= Stated task =
State how many lines in the items below contain the string "roof", treating case as significant, and reply with that number only.

(Excerpts from point annotation data)
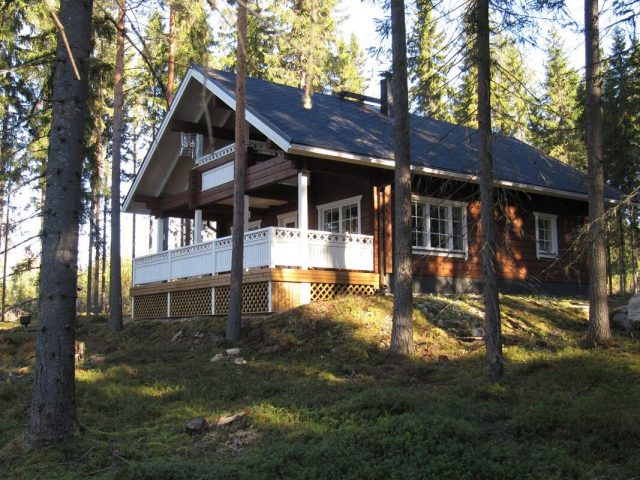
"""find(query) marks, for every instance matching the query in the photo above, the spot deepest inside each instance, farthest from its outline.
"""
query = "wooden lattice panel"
(255, 298)
(326, 291)
(188, 303)
(153, 305)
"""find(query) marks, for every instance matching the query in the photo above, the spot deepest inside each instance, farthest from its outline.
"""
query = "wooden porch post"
(247, 213)
(197, 230)
(303, 200)
(162, 234)
(303, 215)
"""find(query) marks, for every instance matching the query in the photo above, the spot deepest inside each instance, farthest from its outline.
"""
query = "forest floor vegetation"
(318, 396)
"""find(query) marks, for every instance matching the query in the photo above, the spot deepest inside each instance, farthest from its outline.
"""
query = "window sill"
(438, 253)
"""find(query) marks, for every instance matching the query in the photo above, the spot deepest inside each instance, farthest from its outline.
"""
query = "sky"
(360, 20)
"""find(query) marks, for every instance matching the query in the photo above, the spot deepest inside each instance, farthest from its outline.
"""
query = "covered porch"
(286, 262)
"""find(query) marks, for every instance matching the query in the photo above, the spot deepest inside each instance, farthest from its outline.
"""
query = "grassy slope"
(324, 400)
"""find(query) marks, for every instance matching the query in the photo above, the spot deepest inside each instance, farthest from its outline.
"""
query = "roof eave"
(389, 164)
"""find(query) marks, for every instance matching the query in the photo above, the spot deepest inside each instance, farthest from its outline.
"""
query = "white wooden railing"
(266, 247)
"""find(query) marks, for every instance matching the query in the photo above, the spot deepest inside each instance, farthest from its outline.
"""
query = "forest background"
(537, 85)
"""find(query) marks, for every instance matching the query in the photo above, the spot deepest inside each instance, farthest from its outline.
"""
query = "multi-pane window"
(439, 225)
(546, 235)
(340, 217)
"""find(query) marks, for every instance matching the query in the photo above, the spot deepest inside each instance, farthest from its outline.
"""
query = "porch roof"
(356, 132)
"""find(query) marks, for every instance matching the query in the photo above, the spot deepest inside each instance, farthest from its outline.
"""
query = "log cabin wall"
(519, 267)
(326, 188)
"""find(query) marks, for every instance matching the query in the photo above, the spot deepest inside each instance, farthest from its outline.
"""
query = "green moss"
(323, 399)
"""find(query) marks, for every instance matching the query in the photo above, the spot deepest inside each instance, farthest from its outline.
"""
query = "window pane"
(350, 218)
(417, 225)
(439, 223)
(331, 220)
(545, 242)
(457, 228)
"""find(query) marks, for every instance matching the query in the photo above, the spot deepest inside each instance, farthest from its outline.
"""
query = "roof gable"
(350, 131)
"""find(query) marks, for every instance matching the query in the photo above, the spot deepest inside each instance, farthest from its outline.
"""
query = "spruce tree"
(428, 70)
(555, 125)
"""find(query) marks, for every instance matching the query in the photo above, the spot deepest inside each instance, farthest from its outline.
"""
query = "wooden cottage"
(318, 216)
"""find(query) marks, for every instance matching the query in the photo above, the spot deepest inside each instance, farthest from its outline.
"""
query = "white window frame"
(339, 204)
(449, 252)
(288, 217)
(553, 219)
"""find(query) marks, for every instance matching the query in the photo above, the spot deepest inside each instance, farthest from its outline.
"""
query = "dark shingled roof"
(347, 126)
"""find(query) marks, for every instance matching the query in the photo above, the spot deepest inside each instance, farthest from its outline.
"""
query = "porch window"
(288, 220)
(439, 226)
(342, 216)
(546, 235)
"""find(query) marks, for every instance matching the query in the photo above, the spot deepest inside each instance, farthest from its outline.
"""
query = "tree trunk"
(53, 405)
(96, 258)
(5, 243)
(609, 269)
(103, 258)
(171, 61)
(622, 266)
(494, 362)
(402, 329)
(599, 330)
(235, 298)
(4, 222)
(115, 283)
(634, 258)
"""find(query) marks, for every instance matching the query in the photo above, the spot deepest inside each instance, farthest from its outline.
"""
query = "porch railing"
(266, 247)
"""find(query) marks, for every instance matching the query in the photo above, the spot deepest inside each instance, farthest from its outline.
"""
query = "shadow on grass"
(325, 400)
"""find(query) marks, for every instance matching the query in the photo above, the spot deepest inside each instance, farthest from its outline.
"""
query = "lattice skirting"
(191, 302)
(325, 291)
(150, 306)
(255, 298)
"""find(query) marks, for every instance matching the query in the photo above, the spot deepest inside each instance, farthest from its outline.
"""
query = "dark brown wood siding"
(515, 233)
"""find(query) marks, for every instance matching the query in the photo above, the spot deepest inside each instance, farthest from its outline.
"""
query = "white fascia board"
(156, 140)
(222, 94)
(386, 163)
(251, 117)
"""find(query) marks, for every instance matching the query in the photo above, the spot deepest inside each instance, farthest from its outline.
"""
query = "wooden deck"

= Result for this task =
4